TASK DETAILS → Write out these lines again, swapping "barn roof" for "chimney" wherever it occurs and leaving everything else untouched.

DATA LINES →
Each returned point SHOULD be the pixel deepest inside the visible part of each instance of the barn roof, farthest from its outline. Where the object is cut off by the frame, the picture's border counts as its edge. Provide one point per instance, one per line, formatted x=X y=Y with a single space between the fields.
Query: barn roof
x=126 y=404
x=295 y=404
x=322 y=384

EXERCISE ANSWER →
Each returned point SHOULD be the pixel deepest inside the visible part of each instance of the chimney, farthest from its outline. Where the object is cut off by the frame, the picture's border counts as its edge. Provide one point per instance, one per line, formatted x=X y=Y with a single space between the fields.
Query: chimney
x=126 y=404
x=295 y=404
x=322 y=384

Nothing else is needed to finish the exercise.